What to produce: Count the lines below that contain the word "pediment", treating case as significant, and give only the number.

— BEGIN Records supplied —

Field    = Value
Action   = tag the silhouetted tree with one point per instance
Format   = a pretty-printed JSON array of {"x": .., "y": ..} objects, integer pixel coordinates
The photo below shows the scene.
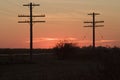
[{"x": 65, "y": 49}]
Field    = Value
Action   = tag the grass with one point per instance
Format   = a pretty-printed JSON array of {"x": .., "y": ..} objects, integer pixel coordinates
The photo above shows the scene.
[{"x": 101, "y": 65}]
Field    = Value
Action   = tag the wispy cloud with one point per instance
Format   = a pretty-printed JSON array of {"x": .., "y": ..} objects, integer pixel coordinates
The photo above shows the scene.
[{"x": 37, "y": 40}]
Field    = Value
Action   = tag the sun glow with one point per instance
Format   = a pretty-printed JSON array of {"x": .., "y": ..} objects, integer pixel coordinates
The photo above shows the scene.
[{"x": 49, "y": 42}]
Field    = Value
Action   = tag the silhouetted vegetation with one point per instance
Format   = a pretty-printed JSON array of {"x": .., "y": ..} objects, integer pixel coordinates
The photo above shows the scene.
[
  {"x": 65, "y": 49},
  {"x": 66, "y": 63}
]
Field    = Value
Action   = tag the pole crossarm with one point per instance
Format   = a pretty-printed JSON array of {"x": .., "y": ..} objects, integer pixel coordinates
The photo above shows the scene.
[
  {"x": 31, "y": 21},
  {"x": 94, "y": 25},
  {"x": 94, "y": 13},
  {"x": 32, "y": 16},
  {"x": 31, "y": 5}
]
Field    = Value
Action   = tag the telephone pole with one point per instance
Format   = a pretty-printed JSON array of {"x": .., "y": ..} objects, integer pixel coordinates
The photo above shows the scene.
[
  {"x": 93, "y": 22},
  {"x": 31, "y": 5}
]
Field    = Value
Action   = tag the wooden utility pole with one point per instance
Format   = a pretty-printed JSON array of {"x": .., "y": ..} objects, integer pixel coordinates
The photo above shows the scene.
[
  {"x": 31, "y": 24},
  {"x": 94, "y": 25}
]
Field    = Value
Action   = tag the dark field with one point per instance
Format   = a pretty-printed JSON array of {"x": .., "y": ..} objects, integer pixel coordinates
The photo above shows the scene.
[{"x": 84, "y": 65}]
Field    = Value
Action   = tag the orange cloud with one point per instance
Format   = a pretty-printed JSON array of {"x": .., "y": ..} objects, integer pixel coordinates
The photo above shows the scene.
[{"x": 36, "y": 40}]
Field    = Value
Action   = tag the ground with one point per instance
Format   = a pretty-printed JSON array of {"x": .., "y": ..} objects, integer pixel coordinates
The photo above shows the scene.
[{"x": 46, "y": 67}]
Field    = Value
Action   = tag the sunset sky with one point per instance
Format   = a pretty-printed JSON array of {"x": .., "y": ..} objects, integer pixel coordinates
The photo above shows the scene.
[{"x": 64, "y": 21}]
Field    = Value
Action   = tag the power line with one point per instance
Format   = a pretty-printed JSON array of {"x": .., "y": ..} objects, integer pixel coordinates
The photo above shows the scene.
[{"x": 31, "y": 23}]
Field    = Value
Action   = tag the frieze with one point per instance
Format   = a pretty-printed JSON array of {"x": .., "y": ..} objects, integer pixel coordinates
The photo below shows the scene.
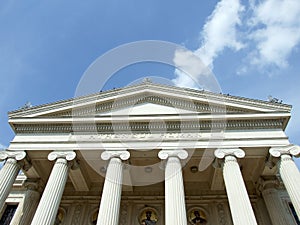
[
  {"x": 146, "y": 127},
  {"x": 152, "y": 88}
]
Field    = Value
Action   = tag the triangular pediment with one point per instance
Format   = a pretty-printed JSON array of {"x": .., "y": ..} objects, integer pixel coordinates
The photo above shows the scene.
[{"x": 151, "y": 99}]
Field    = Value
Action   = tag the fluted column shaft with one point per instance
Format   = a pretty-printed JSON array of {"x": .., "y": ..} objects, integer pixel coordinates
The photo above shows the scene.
[
  {"x": 174, "y": 188},
  {"x": 27, "y": 208},
  {"x": 111, "y": 194},
  {"x": 289, "y": 172},
  {"x": 9, "y": 172},
  {"x": 275, "y": 207},
  {"x": 49, "y": 203},
  {"x": 291, "y": 179},
  {"x": 239, "y": 202}
]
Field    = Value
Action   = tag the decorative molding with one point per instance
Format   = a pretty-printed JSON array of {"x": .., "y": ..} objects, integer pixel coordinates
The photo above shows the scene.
[
  {"x": 152, "y": 89},
  {"x": 293, "y": 150},
  {"x": 68, "y": 155},
  {"x": 181, "y": 154},
  {"x": 221, "y": 214},
  {"x": 20, "y": 155},
  {"x": 124, "y": 155},
  {"x": 124, "y": 214},
  {"x": 223, "y": 152},
  {"x": 146, "y": 127}
]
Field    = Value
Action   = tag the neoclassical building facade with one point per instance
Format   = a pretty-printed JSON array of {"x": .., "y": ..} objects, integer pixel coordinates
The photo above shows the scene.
[{"x": 151, "y": 154}]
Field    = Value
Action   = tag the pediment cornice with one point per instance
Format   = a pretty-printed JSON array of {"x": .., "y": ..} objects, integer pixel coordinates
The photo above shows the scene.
[{"x": 199, "y": 101}]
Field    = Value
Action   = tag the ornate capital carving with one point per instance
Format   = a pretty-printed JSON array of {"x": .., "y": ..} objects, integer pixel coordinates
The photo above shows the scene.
[
  {"x": 124, "y": 155},
  {"x": 223, "y": 152},
  {"x": 293, "y": 150},
  {"x": 181, "y": 154},
  {"x": 68, "y": 155},
  {"x": 34, "y": 185},
  {"x": 20, "y": 155}
]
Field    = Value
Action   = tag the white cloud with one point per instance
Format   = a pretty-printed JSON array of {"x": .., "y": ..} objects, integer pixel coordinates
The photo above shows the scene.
[
  {"x": 2, "y": 146},
  {"x": 219, "y": 32},
  {"x": 276, "y": 31},
  {"x": 192, "y": 73}
]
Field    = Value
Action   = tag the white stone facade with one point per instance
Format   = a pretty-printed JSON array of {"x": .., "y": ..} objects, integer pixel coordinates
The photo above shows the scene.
[{"x": 152, "y": 153}]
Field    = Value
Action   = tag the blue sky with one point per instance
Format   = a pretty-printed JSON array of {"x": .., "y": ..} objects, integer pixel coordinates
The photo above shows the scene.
[{"x": 46, "y": 46}]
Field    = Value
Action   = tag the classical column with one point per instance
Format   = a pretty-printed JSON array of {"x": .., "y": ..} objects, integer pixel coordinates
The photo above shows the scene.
[
  {"x": 111, "y": 194},
  {"x": 174, "y": 189},
  {"x": 273, "y": 202},
  {"x": 49, "y": 203},
  {"x": 289, "y": 172},
  {"x": 239, "y": 202},
  {"x": 27, "y": 207},
  {"x": 9, "y": 172}
]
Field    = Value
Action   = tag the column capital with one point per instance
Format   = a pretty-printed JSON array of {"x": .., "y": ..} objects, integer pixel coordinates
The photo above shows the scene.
[
  {"x": 34, "y": 185},
  {"x": 17, "y": 155},
  {"x": 293, "y": 150},
  {"x": 68, "y": 155},
  {"x": 123, "y": 155},
  {"x": 181, "y": 154},
  {"x": 221, "y": 153}
]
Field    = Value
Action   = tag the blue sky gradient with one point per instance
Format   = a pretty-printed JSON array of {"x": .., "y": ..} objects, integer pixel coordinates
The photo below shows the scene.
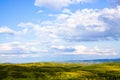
[{"x": 59, "y": 30}]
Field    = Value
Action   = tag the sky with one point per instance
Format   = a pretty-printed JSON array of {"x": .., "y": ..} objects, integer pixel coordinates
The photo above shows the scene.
[{"x": 59, "y": 30}]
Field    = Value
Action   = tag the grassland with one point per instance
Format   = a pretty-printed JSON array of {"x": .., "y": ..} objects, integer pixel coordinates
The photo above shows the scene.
[{"x": 60, "y": 71}]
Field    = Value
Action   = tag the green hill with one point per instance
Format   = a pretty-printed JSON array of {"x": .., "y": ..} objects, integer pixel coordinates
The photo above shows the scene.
[{"x": 60, "y": 71}]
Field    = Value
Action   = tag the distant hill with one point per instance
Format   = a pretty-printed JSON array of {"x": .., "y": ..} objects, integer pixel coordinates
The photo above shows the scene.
[{"x": 96, "y": 60}]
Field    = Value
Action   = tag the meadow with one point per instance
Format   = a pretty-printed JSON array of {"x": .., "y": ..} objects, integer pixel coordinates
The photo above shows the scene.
[{"x": 60, "y": 71}]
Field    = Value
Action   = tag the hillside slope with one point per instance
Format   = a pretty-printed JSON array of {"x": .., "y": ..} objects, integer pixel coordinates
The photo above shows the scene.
[{"x": 60, "y": 71}]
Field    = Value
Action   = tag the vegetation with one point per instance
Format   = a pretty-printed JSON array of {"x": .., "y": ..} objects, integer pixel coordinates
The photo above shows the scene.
[{"x": 60, "y": 71}]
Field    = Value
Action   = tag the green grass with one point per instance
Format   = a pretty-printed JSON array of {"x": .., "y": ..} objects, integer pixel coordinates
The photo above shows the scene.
[{"x": 60, "y": 71}]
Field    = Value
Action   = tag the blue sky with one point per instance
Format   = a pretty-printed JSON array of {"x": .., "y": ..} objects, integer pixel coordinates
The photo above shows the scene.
[{"x": 59, "y": 30}]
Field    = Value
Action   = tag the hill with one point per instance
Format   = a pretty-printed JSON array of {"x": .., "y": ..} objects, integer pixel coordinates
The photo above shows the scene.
[{"x": 96, "y": 60}]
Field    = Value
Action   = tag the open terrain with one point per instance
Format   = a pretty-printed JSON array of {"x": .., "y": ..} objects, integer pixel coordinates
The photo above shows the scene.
[{"x": 60, "y": 71}]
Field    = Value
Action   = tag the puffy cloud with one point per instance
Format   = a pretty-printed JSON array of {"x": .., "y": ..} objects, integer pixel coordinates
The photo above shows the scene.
[
  {"x": 57, "y": 4},
  {"x": 114, "y": 2},
  {"x": 20, "y": 48},
  {"x": 6, "y": 30},
  {"x": 81, "y": 49},
  {"x": 82, "y": 25}
]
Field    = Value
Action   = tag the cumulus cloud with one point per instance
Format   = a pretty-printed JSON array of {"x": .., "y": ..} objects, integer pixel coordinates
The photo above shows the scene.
[
  {"x": 19, "y": 48},
  {"x": 57, "y": 4},
  {"x": 114, "y": 2},
  {"x": 82, "y": 25},
  {"x": 6, "y": 30},
  {"x": 81, "y": 49}
]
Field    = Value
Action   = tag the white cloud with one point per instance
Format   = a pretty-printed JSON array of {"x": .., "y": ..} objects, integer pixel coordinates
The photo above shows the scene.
[
  {"x": 82, "y": 25},
  {"x": 82, "y": 49},
  {"x": 20, "y": 48},
  {"x": 6, "y": 30},
  {"x": 57, "y": 4}
]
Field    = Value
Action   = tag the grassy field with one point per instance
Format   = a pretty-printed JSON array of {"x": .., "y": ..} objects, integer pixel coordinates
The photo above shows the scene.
[{"x": 60, "y": 71}]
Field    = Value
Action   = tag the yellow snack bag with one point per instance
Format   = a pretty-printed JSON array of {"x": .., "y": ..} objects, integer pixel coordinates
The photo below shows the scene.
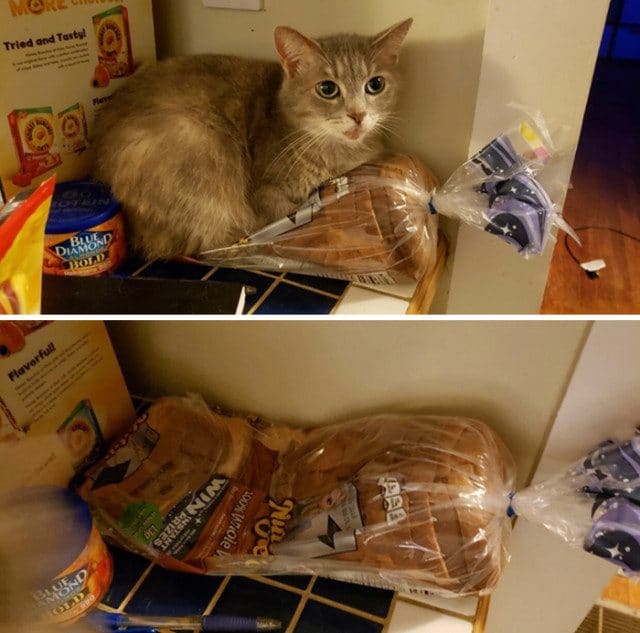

— END Records supplied —

Response to this exercise: 2